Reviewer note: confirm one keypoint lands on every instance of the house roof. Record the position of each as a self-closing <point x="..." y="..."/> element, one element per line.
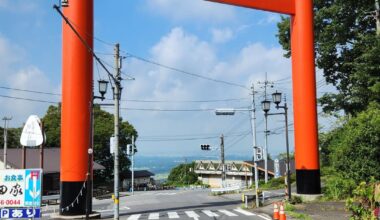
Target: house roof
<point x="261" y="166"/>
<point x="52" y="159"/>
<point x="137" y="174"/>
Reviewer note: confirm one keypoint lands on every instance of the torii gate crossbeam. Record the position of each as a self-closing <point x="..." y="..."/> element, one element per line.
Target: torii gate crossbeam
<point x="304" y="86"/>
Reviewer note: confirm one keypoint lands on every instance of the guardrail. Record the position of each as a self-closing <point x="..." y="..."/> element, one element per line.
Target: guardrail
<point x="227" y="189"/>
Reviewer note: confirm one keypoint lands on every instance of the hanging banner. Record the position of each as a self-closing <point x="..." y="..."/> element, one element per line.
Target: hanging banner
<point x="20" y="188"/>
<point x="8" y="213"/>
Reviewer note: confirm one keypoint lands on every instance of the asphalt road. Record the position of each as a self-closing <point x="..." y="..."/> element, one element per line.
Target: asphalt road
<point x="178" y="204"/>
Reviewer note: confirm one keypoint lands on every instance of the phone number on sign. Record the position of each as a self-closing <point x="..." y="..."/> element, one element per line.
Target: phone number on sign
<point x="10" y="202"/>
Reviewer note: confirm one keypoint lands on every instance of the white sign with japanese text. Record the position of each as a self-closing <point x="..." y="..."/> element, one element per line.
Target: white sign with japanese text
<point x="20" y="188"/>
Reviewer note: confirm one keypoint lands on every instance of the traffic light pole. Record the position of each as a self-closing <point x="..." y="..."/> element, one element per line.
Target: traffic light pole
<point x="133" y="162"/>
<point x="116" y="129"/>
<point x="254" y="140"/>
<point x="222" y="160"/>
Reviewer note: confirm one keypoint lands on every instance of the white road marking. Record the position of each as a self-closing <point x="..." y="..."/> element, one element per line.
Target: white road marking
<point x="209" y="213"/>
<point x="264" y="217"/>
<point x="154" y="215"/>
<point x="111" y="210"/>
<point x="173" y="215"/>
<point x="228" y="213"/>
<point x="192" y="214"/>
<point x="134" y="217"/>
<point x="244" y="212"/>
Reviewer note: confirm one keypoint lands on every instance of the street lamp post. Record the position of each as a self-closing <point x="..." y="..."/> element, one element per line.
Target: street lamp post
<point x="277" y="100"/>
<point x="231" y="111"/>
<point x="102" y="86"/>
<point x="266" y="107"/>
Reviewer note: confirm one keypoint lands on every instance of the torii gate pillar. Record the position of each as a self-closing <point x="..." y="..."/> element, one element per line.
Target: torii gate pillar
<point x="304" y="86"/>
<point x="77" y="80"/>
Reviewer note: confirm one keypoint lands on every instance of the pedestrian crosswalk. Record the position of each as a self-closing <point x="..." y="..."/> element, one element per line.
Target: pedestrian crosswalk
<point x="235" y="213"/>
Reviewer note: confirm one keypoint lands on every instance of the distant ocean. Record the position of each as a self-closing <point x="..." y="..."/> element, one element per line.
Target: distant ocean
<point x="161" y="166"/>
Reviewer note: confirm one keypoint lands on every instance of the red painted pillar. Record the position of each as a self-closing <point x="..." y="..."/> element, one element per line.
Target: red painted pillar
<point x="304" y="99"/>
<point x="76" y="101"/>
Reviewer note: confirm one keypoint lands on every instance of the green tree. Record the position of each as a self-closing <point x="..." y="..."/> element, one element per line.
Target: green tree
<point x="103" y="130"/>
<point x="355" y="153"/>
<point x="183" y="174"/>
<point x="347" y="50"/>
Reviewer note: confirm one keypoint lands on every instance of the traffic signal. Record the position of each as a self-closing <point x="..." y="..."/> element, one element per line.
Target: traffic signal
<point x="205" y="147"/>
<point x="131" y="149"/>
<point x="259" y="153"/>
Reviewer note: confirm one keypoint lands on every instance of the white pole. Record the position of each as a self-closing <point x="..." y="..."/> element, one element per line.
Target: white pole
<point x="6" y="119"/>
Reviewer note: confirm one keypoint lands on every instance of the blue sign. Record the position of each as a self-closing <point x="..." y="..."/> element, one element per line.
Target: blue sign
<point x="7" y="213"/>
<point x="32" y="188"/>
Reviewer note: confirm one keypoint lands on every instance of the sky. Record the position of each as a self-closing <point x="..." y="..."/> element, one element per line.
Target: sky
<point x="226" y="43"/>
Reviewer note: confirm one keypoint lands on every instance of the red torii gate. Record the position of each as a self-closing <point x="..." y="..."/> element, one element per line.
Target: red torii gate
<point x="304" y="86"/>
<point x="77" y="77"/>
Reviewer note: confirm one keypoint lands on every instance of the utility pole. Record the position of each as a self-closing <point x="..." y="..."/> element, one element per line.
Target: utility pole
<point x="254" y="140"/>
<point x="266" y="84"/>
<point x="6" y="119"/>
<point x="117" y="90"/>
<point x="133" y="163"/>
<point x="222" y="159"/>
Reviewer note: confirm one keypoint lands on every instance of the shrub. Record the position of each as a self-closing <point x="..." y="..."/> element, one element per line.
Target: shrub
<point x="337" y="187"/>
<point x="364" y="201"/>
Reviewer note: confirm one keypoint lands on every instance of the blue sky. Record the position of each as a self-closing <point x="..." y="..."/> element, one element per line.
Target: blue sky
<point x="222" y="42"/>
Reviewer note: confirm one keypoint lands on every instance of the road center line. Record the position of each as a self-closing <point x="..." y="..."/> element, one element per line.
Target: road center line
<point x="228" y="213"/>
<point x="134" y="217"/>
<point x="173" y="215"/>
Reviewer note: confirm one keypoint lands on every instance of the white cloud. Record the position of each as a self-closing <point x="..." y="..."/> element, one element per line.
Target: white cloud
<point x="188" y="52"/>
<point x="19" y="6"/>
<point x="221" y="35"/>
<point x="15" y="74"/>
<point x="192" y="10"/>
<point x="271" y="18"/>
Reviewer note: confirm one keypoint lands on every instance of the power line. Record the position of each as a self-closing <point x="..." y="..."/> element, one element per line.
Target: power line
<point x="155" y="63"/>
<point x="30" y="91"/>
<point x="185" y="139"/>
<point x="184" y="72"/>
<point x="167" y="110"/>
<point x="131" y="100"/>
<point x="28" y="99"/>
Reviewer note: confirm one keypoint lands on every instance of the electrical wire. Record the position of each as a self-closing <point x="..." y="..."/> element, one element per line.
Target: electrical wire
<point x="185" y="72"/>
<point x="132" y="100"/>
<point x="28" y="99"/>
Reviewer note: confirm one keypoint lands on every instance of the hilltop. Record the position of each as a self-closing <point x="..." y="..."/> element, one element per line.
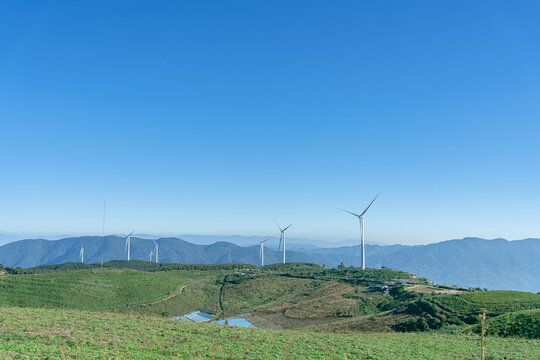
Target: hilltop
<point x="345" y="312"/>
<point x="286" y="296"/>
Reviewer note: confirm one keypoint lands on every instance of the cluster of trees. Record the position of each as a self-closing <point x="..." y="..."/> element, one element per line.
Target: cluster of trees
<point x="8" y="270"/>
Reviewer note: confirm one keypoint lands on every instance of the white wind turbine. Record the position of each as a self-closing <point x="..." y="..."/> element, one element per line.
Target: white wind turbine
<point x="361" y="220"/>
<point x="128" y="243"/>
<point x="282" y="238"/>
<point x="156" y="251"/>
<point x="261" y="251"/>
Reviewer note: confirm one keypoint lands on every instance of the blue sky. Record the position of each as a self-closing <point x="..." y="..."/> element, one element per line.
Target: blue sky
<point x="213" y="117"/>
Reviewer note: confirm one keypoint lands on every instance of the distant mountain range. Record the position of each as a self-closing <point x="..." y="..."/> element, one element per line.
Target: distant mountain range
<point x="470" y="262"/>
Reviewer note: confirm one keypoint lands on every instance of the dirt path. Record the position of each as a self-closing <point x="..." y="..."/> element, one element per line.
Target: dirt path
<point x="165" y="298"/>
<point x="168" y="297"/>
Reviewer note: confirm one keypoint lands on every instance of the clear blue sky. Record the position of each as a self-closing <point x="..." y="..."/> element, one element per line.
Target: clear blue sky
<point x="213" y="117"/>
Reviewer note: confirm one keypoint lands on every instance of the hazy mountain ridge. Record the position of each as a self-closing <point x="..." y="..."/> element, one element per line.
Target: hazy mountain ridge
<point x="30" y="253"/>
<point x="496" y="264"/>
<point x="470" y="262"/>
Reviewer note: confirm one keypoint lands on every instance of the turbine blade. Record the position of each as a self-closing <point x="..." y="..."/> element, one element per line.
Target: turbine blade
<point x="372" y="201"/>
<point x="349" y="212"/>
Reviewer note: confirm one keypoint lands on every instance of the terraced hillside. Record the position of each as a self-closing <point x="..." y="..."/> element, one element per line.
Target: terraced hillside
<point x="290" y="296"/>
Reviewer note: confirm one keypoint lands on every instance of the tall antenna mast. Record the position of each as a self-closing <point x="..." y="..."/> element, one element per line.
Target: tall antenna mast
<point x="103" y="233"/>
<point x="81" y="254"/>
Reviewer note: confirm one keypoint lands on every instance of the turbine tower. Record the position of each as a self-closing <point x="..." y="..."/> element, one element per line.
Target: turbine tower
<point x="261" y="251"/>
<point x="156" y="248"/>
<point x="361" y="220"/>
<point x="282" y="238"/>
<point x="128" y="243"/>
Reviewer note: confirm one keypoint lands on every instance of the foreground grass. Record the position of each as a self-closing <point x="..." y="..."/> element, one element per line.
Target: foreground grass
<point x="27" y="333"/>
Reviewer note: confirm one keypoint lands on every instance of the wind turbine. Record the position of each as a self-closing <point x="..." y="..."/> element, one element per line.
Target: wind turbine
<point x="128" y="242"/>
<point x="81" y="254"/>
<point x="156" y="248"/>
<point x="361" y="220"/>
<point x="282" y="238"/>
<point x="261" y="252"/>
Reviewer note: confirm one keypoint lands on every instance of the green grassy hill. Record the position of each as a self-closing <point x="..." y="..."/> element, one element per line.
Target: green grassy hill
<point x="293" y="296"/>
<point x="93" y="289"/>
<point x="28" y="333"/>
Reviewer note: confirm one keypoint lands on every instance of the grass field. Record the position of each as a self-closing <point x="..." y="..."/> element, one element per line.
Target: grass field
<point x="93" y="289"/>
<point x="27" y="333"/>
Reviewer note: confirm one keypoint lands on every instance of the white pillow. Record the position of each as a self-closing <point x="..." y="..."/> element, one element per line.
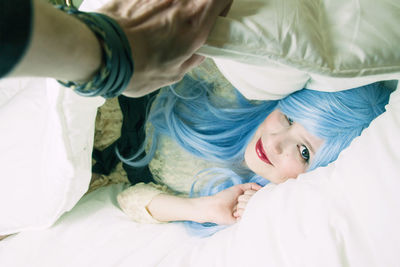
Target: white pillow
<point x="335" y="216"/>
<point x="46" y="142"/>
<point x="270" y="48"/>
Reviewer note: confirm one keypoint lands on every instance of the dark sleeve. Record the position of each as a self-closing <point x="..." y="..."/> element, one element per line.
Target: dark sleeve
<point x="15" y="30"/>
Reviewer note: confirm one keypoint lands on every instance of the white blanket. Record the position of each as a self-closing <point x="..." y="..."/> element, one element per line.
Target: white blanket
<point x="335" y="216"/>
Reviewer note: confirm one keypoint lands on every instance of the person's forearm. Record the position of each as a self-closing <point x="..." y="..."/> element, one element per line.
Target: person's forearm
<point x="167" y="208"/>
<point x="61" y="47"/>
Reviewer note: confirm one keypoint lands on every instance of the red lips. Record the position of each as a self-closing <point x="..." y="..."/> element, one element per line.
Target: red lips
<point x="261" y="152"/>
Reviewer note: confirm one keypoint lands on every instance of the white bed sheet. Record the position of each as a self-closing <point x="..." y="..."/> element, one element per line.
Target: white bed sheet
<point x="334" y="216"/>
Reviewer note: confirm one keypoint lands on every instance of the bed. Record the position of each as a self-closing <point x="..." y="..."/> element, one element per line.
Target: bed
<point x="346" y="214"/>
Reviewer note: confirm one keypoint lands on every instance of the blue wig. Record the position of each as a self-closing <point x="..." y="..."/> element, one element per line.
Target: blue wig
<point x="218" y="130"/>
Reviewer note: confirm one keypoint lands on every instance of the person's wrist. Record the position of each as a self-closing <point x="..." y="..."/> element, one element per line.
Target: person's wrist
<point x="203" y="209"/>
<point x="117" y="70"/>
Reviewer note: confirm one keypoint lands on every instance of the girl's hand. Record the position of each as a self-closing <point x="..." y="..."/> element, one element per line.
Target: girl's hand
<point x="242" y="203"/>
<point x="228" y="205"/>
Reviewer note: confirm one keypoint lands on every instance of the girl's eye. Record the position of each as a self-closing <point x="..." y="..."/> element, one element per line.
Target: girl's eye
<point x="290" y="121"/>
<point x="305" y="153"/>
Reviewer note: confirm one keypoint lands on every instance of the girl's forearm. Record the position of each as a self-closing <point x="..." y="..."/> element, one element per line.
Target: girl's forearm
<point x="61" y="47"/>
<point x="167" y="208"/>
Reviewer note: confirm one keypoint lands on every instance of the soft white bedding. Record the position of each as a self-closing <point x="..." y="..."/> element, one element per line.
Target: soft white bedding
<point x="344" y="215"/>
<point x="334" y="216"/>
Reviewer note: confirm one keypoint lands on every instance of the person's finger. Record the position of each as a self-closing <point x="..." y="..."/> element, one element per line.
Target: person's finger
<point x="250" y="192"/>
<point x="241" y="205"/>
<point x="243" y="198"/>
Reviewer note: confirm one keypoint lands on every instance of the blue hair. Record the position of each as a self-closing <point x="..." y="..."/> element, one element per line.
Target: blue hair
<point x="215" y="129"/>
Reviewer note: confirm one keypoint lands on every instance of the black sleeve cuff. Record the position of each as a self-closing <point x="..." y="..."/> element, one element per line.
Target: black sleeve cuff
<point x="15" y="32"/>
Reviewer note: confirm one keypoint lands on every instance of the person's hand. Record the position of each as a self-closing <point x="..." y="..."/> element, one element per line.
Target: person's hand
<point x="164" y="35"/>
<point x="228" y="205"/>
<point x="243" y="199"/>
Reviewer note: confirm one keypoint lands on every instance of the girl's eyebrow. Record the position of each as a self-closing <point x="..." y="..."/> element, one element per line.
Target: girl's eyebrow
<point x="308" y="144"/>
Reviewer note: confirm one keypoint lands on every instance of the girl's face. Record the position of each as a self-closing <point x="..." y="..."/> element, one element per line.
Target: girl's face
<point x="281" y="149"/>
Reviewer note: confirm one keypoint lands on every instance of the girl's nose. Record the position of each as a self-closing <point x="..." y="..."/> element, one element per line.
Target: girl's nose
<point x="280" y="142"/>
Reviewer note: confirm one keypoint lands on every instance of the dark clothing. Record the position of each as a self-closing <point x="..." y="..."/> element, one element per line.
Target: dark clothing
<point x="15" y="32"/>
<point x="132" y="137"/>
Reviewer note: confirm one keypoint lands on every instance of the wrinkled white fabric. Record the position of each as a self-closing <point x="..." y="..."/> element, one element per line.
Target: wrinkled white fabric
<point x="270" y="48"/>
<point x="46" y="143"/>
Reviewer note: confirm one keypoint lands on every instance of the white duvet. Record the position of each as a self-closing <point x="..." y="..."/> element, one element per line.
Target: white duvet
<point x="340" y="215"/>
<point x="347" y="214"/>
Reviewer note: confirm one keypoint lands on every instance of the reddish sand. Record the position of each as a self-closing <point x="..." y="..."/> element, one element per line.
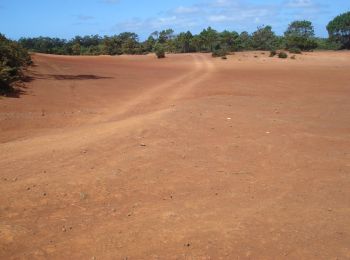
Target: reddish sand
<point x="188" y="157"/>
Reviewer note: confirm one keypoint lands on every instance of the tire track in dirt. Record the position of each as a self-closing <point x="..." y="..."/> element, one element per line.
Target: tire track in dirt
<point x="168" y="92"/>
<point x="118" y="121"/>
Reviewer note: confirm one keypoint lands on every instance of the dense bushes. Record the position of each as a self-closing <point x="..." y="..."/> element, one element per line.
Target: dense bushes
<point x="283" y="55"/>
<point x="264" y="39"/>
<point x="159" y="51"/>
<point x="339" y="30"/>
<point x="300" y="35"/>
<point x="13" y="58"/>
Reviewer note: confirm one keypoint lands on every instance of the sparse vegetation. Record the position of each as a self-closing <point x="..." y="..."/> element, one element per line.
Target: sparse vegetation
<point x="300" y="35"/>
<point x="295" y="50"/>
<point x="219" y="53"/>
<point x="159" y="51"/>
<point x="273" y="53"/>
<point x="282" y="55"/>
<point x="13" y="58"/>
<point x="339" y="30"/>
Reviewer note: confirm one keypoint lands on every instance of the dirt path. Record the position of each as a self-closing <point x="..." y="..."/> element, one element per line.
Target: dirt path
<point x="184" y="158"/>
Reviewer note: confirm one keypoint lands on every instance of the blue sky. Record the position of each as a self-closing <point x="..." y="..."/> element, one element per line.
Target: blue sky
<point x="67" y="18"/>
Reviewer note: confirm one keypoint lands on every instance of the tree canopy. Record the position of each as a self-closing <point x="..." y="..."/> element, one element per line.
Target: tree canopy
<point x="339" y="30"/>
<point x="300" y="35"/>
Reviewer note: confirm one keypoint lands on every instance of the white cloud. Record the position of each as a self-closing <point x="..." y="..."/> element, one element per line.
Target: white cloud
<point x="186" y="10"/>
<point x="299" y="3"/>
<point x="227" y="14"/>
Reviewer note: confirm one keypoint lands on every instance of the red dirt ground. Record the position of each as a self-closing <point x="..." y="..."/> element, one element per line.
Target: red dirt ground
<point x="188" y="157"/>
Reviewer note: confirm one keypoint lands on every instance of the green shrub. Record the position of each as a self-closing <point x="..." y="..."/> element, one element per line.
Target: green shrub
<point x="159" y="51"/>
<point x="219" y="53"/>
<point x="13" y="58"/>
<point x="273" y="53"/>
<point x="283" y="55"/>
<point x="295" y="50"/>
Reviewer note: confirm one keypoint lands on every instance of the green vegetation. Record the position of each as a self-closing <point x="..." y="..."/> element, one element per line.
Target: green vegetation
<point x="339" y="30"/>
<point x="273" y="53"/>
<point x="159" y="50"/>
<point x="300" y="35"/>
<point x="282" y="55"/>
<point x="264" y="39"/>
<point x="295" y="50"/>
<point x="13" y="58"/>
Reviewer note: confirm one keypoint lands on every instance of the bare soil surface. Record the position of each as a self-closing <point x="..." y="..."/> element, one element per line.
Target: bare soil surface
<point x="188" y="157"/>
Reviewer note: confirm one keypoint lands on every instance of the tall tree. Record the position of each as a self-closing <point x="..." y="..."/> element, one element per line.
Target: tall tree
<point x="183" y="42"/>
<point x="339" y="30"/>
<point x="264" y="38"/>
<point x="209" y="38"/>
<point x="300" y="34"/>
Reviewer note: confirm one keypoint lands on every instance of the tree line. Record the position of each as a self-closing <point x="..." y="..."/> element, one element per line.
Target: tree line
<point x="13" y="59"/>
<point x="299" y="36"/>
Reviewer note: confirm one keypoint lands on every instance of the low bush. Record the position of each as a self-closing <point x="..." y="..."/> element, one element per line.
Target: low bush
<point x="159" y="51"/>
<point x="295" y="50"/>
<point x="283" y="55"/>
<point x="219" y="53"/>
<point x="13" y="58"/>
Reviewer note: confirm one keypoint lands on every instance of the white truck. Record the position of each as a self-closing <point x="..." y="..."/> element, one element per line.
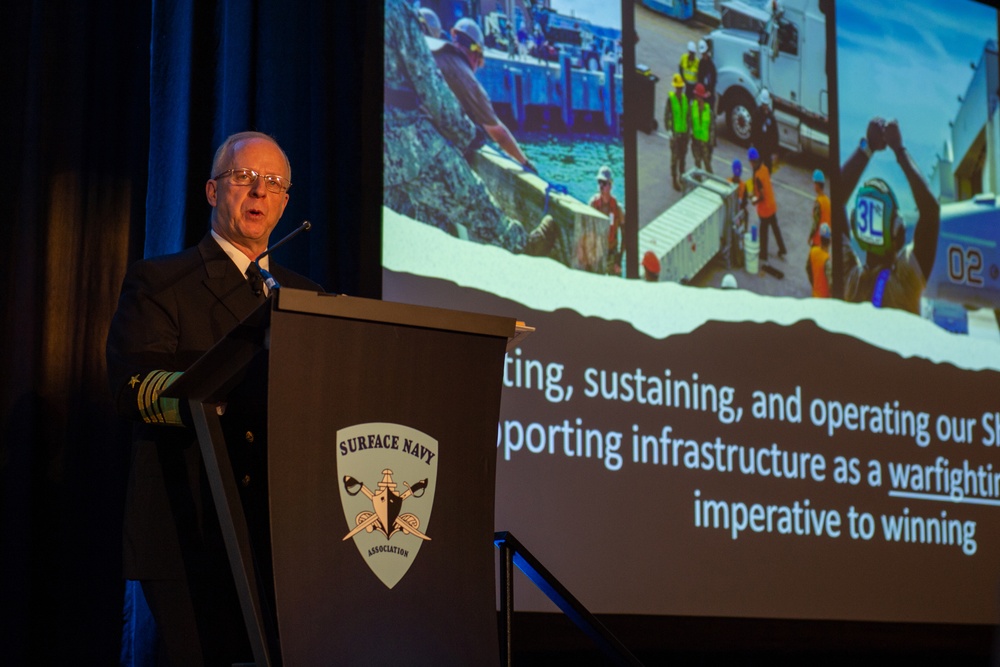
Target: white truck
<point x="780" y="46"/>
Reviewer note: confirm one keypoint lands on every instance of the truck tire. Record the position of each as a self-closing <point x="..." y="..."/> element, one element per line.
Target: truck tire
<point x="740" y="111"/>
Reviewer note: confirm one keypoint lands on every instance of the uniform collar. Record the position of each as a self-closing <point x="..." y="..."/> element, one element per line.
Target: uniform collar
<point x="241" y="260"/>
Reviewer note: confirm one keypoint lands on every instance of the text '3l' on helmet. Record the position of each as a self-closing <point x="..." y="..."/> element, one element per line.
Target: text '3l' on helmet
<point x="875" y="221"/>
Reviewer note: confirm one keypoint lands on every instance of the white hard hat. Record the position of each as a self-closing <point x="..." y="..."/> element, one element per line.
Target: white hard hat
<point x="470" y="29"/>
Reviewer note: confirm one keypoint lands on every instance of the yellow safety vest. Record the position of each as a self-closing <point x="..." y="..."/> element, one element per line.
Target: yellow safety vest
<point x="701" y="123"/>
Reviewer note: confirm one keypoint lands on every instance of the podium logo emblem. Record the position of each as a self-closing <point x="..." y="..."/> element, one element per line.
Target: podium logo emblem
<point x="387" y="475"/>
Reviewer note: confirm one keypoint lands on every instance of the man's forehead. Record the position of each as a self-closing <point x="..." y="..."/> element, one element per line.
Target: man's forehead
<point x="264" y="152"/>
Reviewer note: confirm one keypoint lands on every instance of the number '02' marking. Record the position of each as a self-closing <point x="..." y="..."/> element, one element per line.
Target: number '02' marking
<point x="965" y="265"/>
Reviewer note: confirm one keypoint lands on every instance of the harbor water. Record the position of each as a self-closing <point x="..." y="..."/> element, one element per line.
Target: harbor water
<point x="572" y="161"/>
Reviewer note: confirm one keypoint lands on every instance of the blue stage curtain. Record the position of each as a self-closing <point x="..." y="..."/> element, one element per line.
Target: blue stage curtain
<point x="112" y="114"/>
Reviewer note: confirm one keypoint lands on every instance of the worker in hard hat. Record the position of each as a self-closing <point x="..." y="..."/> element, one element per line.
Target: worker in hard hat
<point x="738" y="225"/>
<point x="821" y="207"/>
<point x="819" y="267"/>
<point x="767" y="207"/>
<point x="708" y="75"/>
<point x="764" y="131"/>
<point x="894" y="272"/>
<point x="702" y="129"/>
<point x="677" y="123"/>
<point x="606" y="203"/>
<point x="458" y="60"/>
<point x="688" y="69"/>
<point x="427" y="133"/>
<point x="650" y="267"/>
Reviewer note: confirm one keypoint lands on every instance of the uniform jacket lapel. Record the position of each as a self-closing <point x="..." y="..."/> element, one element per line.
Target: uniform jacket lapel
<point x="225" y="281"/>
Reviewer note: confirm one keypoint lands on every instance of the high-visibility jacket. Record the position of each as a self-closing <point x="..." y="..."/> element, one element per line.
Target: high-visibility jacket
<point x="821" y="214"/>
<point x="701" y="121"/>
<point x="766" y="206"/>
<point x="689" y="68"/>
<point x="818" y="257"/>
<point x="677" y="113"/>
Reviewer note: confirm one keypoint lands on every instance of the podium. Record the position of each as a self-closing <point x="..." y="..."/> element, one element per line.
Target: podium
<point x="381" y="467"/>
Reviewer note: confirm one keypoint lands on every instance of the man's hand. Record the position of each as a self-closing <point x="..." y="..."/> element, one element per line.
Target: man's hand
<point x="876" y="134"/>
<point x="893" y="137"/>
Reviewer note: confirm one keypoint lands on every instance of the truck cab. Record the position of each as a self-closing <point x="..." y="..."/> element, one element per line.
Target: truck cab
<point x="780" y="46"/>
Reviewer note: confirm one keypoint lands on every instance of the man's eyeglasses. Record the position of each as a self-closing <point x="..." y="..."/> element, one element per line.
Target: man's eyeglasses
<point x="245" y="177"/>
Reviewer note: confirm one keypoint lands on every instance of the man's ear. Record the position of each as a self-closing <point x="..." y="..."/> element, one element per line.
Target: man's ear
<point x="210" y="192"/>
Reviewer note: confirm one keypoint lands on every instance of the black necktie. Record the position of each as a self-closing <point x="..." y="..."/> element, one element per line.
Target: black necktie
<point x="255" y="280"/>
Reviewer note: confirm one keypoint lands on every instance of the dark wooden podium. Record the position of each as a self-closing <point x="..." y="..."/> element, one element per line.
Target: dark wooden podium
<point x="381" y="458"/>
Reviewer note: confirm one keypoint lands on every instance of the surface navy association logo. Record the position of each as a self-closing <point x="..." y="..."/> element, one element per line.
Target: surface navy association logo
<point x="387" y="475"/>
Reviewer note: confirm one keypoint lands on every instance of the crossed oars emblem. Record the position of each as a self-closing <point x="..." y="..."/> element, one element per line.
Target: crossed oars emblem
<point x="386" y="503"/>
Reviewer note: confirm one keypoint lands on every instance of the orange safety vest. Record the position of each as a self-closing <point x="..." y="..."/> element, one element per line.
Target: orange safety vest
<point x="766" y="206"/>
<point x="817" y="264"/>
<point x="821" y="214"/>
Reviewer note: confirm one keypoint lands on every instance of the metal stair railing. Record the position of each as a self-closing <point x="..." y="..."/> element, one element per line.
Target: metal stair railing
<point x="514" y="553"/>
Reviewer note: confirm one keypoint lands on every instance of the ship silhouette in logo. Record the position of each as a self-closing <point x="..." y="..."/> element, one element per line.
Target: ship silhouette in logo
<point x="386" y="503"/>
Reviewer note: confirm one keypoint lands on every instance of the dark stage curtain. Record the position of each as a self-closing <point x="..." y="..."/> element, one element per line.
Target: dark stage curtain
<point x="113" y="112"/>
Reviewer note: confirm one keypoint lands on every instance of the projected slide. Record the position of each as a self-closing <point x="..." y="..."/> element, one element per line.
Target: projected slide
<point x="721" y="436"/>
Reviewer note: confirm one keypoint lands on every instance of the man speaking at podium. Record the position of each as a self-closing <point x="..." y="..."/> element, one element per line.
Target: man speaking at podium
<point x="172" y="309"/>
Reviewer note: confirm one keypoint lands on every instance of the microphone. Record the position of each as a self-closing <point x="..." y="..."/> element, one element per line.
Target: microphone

:::

▶ **What the task asks**
Set down, unchanged, the line that contains "of the projected" together with every later line in the records, through the last one.

▶ **Final answer**
Reviewer note: confirm one keypoint lands on every instance of the projected slide. Record the position of each as a self-closing <point x="..." y="..."/> element, one element per line.
Target: projected slide
<point x="721" y="436"/>
Reviewer note: confirm one keypoint lands on every instance of the man speaking at podium. Record the position of each as a self-closing <point x="..." y="..."/> element, one element per line.
Target: man speaking at podium
<point x="172" y="309"/>
Reviewer note: confirm one keypoint lands on every instance of the microphone. Record the position of each as a self-closing <point x="..." y="..."/> element, one element per line.
Target: microphone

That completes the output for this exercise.